I see part of the problem is that the contributors experiencing the biggest impact arent the same contributors that have the technical skill sets to appropriately explain and understand the issues. Adding the the need to be able to make comparisons between other areas of need just makes its even more difficult.  None of us want to be putting forward arguments that say that the WMF should neglect supporting Wikidata functions so that repairs can be made to Commons functions, this is a loss for everyone.   

know that the experience of the volunteers who spent 3 months in limbo trying to get the 2021 Wikimania videos converted and uploaded  will feed back through to WMF hierarchy highlighting, but whether that taken has a priority needing to be fixed or bug to swatted is unknown.  The underlying issue isnt so much that we need to fix software(though we do) as it is that we have structural problems in the way the WMF technical team interacts with each project. With that its ability to keep with the growth and maintenance necessary to function effectively.  

The point I raised is that like many other aspects the software and technical support along with its communication channels havent effectively kept up with the needs of the community, not even the wishlist itself can keep up with it.  This is why I said we need to pause and rethink the whole process, focus on clearing whats on the phabricator while we do so.  

The frustration comes from being able to upload a video to the likes of youtube or vimeo in about 15-20 minutes, where as its takes 30 hours to convert to webm on proprietary software which I have to pay for and then 10-12 attempts over the space of a week or two to upload the video to commons.  The available tools like Videoconvertor, and Video2Commons are so unstable that they dont survive the 30 hour conversion process.

On Sun, 2 Jan 2022 at 04:38, Mike Peel <email@mikepeel.net> wrote:
Hi Asaf,

That's a good response, but I'm not sure it provides a practical way
forward. How can volunteers bring this issue to the attention of the WMF
leadership to get the allocation of the time of Wikimedia staff who can
take ownership implement changes here?

Presumably emails on these lists have relatively little impact at the
most senior levels, so they aren't a good way forward - and similarly on

The Wishlist provides a way of showcasing issues and a relatively clear
way forward to get them implemented, but with really limited capacity.

→ **Material for the task**:
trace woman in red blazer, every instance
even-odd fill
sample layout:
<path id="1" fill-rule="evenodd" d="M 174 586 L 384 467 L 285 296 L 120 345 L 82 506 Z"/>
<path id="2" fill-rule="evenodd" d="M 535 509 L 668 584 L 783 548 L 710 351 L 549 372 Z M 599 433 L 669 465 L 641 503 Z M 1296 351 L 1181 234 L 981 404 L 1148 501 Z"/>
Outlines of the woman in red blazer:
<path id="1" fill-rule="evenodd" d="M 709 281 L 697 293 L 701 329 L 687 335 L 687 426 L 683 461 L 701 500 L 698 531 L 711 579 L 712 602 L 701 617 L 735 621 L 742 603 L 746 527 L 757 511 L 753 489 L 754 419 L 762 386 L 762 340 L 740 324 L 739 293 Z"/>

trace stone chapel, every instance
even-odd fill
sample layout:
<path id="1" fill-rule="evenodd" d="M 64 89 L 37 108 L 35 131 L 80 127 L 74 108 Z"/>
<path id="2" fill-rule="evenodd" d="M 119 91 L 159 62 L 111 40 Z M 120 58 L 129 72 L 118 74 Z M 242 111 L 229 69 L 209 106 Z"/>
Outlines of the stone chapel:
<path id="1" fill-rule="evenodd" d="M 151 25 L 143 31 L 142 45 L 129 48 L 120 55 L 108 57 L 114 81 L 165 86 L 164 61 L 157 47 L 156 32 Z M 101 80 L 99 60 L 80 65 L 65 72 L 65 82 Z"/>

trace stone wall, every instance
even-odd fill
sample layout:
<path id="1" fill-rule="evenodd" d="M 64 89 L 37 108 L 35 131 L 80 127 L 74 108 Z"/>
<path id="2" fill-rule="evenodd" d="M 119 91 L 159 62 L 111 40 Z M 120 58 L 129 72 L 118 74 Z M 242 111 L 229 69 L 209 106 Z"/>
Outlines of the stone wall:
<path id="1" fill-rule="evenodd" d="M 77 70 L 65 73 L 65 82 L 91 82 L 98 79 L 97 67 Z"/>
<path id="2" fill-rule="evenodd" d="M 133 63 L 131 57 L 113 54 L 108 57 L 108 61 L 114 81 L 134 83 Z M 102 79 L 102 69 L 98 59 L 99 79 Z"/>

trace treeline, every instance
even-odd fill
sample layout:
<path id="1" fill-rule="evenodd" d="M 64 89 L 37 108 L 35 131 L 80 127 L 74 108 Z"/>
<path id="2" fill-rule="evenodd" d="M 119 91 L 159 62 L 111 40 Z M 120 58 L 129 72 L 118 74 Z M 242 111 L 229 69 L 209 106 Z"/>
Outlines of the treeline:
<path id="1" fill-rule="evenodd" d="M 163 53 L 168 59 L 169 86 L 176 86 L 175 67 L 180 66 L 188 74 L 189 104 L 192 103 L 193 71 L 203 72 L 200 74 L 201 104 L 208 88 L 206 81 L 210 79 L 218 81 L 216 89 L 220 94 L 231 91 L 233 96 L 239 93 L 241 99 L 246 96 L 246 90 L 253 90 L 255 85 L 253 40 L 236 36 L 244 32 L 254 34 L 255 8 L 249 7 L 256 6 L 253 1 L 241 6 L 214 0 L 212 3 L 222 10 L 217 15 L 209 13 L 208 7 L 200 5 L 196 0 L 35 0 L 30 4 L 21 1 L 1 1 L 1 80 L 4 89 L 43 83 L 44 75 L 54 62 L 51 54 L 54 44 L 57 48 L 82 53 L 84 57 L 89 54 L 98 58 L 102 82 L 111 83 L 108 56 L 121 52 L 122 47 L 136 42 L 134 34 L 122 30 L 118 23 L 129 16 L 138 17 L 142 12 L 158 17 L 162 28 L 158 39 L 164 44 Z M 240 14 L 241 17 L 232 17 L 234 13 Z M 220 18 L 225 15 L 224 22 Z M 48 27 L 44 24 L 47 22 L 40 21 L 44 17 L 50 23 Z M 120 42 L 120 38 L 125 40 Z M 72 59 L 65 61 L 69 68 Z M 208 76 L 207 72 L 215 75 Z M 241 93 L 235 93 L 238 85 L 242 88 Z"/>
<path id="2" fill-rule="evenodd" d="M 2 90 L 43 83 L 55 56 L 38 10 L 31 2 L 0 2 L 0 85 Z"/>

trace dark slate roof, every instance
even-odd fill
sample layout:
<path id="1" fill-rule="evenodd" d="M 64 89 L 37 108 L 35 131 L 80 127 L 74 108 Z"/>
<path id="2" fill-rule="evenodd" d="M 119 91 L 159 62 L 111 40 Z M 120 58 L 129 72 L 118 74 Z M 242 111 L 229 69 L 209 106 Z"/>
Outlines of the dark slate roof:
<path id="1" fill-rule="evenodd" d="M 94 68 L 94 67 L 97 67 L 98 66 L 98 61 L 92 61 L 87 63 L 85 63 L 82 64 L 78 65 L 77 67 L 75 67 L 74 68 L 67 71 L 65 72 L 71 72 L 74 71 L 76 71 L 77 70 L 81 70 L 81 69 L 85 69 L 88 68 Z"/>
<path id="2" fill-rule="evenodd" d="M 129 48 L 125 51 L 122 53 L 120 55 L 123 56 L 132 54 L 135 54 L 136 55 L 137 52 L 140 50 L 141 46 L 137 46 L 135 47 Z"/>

→ **Requirements**:
a - Return every line of the rows that contains the string "roof".
b - Extend the email about Wikimedia technical support, starting right after its last sentence.

→ **Task responses**:
a -
trace dark slate roof, every instance
Outlines of the dark slate roof:

b -
How would a case for technical support be made apart from that? It's not
clear if a simple survey would be sufficient. Would an RfC and
discussion on meta help? Does it need the media to be involved to make
it a public crisis? Or should it be proposed as a grant request, perhaps
for a Wikimedia affiliate to implement? Or is there another avenue that
could be persued? Bearing in mind that there's no practical way for
community members to propose changes to the WMF annual plan for multiple
years now.

Sorry to defocus things and express more frustration, but I think there
should be a clear way forward with this type of issue, which isn't
obvious right now. Personally, my hopes are on the Wishlist, although
I'll be reposting a 14-year-old issue there for the fifth time when that
process opens on the 10th January...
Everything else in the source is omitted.